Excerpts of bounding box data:
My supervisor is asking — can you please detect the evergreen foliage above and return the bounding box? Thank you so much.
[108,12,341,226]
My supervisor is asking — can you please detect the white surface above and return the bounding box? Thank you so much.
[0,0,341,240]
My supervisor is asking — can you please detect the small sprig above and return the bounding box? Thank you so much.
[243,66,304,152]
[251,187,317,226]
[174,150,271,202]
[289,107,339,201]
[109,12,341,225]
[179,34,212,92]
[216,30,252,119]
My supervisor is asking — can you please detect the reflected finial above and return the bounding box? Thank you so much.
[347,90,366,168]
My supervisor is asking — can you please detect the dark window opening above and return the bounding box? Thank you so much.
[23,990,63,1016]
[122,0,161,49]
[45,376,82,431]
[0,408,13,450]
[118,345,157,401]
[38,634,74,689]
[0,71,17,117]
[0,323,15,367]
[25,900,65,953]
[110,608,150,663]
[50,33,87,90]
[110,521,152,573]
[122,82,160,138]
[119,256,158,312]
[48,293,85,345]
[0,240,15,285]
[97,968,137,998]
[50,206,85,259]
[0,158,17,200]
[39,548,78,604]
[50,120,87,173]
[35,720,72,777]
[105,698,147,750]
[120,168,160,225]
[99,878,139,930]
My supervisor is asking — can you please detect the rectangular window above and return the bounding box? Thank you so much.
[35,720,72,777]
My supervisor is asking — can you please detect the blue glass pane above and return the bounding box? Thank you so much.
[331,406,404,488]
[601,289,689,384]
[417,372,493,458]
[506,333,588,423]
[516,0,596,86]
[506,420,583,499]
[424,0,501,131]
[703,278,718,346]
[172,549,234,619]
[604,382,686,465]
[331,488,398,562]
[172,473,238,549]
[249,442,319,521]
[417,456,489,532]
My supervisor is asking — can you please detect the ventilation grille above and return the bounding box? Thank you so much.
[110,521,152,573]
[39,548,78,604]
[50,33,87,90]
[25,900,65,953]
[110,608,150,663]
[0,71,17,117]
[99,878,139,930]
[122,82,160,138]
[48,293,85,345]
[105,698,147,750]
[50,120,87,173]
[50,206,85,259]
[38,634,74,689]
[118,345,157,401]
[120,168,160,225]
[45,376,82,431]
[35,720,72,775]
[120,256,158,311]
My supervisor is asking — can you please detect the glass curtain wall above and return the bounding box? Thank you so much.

Written problem: Rewrite the rows above as a JSON array of strings, with one string for each line and any blank lines omitted.

Finished exercise:
[
  "My supervisor is asking — can you please detect the evergreen foliage above and return the bounding box? Thank you so much.",
  "[108,12,341,226]",
  "My supervisor is asking — can you please detect the white surface above and return the bounding box? Thank you so much.",
  "[0,0,341,240]",
  "My supervisor is asking — can you please detect the small sprig above and return the bounding box? Thank you so much.",
  "[243,66,304,152]",
  "[251,187,317,226]",
  "[174,150,271,202]",
  "[289,107,339,201]",
  "[109,12,341,225]",
  "[179,34,212,92]",
  "[216,30,252,119]",
  "My supervisor is asking — can you please detect the reflected finial above and return the bounding box? Thank you so much.",
  "[347,90,366,168]",
  "My supervisor is asking — can you please detect the dark window opening above and return the bounding box? Thank you so much.",
  "[23,990,63,1016]",
  "[122,0,161,49]",
  "[45,376,82,431]",
  "[0,408,13,450]",
  "[118,345,157,401]",
  "[38,634,74,689]",
  "[0,71,17,117]",
  "[0,323,15,367]",
  "[25,900,65,953]",
  "[110,608,150,663]",
  "[50,33,87,90]",
  "[110,521,152,573]",
  "[122,82,160,138]",
  "[119,256,158,312]",
  "[48,293,85,345]",
  "[0,240,15,285]",
  "[97,968,137,998]",
  "[50,206,85,259]",
  "[0,158,17,200]",
  "[39,548,78,604]",
  "[50,120,87,173]",
  "[35,720,72,777]",
  "[105,698,147,750]",
  "[120,168,160,225]",
  "[99,878,139,930]",
  "My supervisor is asking — can you please detect the rectangular window above and return the bounding box? Thank you so much.",
  "[35,720,72,777]",
  "My supervisor is asking — can you please detect the blue glass pane above and return the bounding box? Thank you so much.",
  "[331,406,404,488]",
  "[601,289,689,384]",
  "[417,372,493,458]",
  "[506,333,588,423]",
  "[516,0,596,86]",
  "[506,420,583,499]",
  "[424,0,501,131]",
  "[703,278,718,346]",
  "[172,549,234,619]",
  "[604,382,686,465]",
  "[331,488,398,562]",
  "[172,473,238,549]",
  "[249,442,319,521]",
  "[417,456,489,532]",
  "My supervisor is asking — can you please detect the ventilation grille above and return the bounding box? Thank you so much.",
  "[110,521,152,573]",
  "[39,548,78,604]",
  "[50,33,87,90]",
  "[25,900,65,953]",
  "[110,608,150,663]",
  "[0,71,17,117]",
  "[99,878,139,930]",
  "[122,82,160,138]",
  "[48,293,85,345]",
  "[105,698,147,750]",
  "[50,120,87,173]",
  "[50,206,85,259]",
  "[38,634,74,689]",
  "[118,345,157,401]",
  "[120,168,160,225]",
  "[45,376,82,431]",
  "[35,720,72,775]",
  "[120,256,158,311]",
  "My supervisor is asking — can you please detect the glass curtain wall above and return the bounding box? Thank you so much."
]